Wednesday, May 28, 2008

Threads and GCs

Hi all,

We can now compile a pypy-c that includes both thread support and one of our semi-advanced garbage collectors. This means that threaded Python programs can now run not only with a better performance, but without the annoyances of the Boehm garbage collector. (For example, Boehm doesn't like too much seeing large numbers of __del__(), and our implementation of ctypes uses them everywhere.)

Magic translation command (example):

   translate.py --thread --gc=hybrid targetpypystandalone --faassen --allworkingmodules

Note that multithreading in PyPy is based on a global interpreter lock, as in CPython. I imagine that we will get rid of the global interpreter lock at some point in the future -- I can certainly see how this might be done in PyPy, unlike in CPython -- but it will be a lot of work nevertheless. Given our current priorities, it will probably not occur soon unless someone steps in.

10 comments:

Anonymous said...

How could GIL be removed from PyPy?
##############################
- WRITTEN EXERCISE 1
According to the post on threads and GCs, why does avoiding the Boehm garbage collector matter for PyPy's implementation of ctypes?

A block of data:
##############################
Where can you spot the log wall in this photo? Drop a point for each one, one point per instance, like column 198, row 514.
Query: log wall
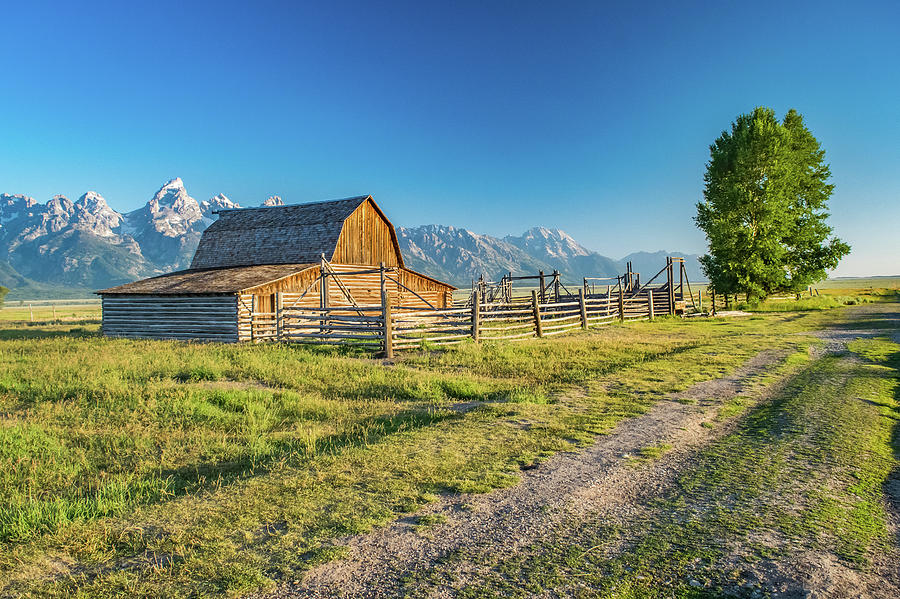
column 200, row 317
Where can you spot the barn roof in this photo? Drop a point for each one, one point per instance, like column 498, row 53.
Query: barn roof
column 208, row 280
column 293, row 234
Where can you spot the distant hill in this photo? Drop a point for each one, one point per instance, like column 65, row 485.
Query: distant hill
column 459, row 255
column 64, row 248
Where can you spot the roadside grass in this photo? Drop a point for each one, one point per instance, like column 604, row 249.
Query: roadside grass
column 826, row 299
column 147, row 468
column 801, row 473
column 46, row 314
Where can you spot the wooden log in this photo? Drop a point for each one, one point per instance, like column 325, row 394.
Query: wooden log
column 671, row 276
column 621, row 301
column 537, row 311
column 476, row 319
column 583, row 308
column 388, row 335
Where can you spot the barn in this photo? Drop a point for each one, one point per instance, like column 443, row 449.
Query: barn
column 321, row 254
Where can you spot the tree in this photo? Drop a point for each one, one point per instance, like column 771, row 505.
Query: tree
column 764, row 208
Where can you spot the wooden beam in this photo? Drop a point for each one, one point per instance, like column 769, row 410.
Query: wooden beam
column 583, row 307
column 536, row 308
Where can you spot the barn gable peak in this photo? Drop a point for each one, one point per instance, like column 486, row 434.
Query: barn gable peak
column 300, row 233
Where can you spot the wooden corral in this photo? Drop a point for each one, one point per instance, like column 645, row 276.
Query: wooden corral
column 320, row 255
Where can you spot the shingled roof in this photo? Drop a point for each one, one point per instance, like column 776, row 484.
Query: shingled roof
column 294, row 234
column 210, row 280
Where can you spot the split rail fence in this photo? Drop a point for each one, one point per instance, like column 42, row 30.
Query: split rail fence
column 386, row 328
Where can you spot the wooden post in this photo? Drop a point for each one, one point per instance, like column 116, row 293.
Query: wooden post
column 537, row 314
column 252, row 316
column 476, row 318
column 671, row 277
column 279, row 323
column 388, row 328
column 621, row 300
column 583, row 307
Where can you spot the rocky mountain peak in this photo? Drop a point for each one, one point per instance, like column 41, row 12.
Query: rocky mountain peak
column 549, row 243
column 13, row 206
column 95, row 216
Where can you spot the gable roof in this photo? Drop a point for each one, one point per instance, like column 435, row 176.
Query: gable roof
column 210, row 280
column 293, row 234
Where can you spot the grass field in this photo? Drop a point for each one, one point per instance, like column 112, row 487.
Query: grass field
column 45, row 311
column 147, row 469
column 798, row 482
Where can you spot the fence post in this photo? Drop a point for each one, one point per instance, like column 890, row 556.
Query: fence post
column 388, row 328
column 583, row 307
column 537, row 314
column 476, row 317
column 279, row 324
column 621, row 301
column 252, row 316
column 671, row 276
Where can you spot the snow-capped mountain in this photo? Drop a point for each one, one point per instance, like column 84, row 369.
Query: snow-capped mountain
column 168, row 227
column 458, row 255
column 209, row 207
column 88, row 244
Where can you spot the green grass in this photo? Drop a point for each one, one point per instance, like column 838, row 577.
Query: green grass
column 147, row 468
column 802, row 472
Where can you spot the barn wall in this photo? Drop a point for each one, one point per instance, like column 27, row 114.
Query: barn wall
##############################
- WRITTEN EXERCISE 2
Express the part of the entries that opens with the line containing "Where can you spot the barn gable" and closes with the line containing "column 300, row 233" as a JSON list of strings, one string per line, with blank lines left out.

- WRITTEN RESPONSE 1
Boehm does not handle large numbers of __del__() methods well, and PyPy's implementation of ctypes uses them everywhere. A pypy-c build that combines thread support with one of PyPy's own garbage collectors therefore lets threaded programs avoid that problem.

- WRITTEN RESPONSE 2
[
  "Where can you spot the barn gable peak in this photo? Drop a point for each one, one point per instance, like column 486, row 434.",
  "Query: barn gable peak",
  "column 300, row 233"
]